Please find every line in the items below that contains the string "covered" and copy each of those lines. Match case exactly.

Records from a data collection
● ● ● ● ●
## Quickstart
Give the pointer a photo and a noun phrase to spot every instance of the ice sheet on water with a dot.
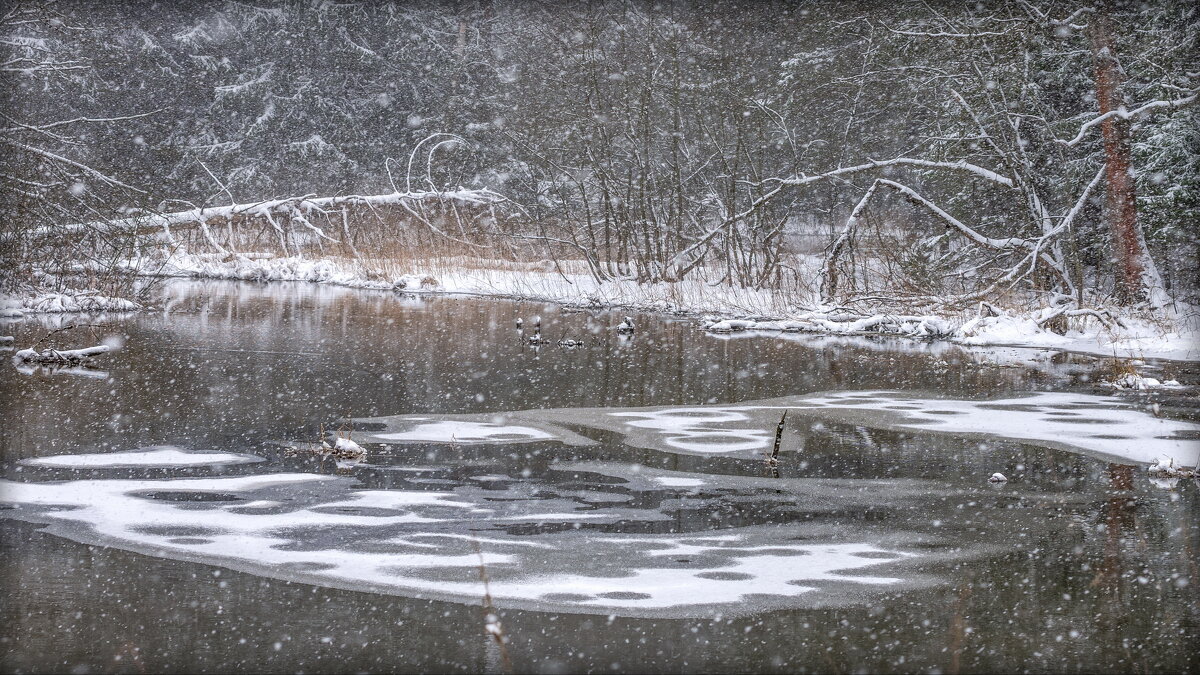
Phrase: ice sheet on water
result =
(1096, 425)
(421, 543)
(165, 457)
● ● ● ● ●
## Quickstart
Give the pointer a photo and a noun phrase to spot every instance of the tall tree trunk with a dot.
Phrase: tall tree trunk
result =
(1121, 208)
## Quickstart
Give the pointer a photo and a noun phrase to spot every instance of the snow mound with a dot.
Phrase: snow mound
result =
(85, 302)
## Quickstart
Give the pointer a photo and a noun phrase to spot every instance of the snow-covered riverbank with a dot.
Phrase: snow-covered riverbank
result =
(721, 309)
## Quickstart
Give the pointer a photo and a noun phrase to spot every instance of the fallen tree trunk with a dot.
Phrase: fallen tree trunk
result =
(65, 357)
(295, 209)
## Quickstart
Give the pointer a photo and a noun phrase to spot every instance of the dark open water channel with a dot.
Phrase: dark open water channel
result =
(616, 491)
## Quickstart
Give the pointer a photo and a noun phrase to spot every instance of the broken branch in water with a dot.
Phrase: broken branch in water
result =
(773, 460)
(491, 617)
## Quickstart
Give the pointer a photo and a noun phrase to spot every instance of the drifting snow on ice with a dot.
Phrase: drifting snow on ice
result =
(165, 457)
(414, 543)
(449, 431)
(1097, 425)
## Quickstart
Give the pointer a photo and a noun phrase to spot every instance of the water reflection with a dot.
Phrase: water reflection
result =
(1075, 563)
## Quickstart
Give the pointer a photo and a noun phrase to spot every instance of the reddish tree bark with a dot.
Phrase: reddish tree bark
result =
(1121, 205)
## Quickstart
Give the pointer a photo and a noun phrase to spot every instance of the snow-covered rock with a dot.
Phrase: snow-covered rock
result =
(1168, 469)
● ● ● ● ●
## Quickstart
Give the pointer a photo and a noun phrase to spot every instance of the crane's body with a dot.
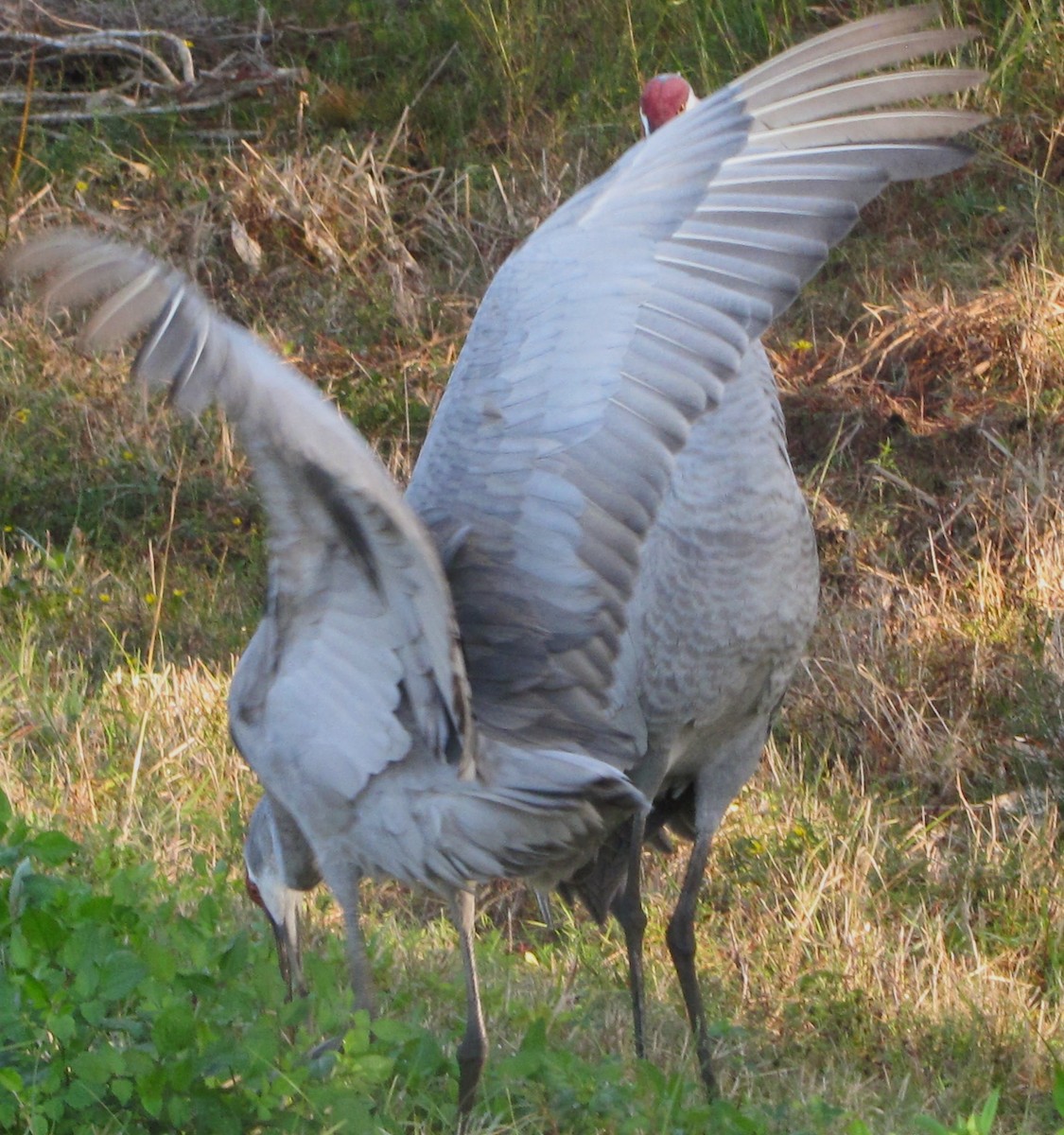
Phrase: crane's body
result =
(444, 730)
● ● ● ● ●
* **Written response**
Give the pointer a photo and a noun phrase to spot every instance of the snow-covered riverbank with a dot.
Phrase: snow-covered riverbank
Give the pointer a photo and a noun phrase to spot every instance of the snow-covered rock with a dot.
Phrase: snow-covered rock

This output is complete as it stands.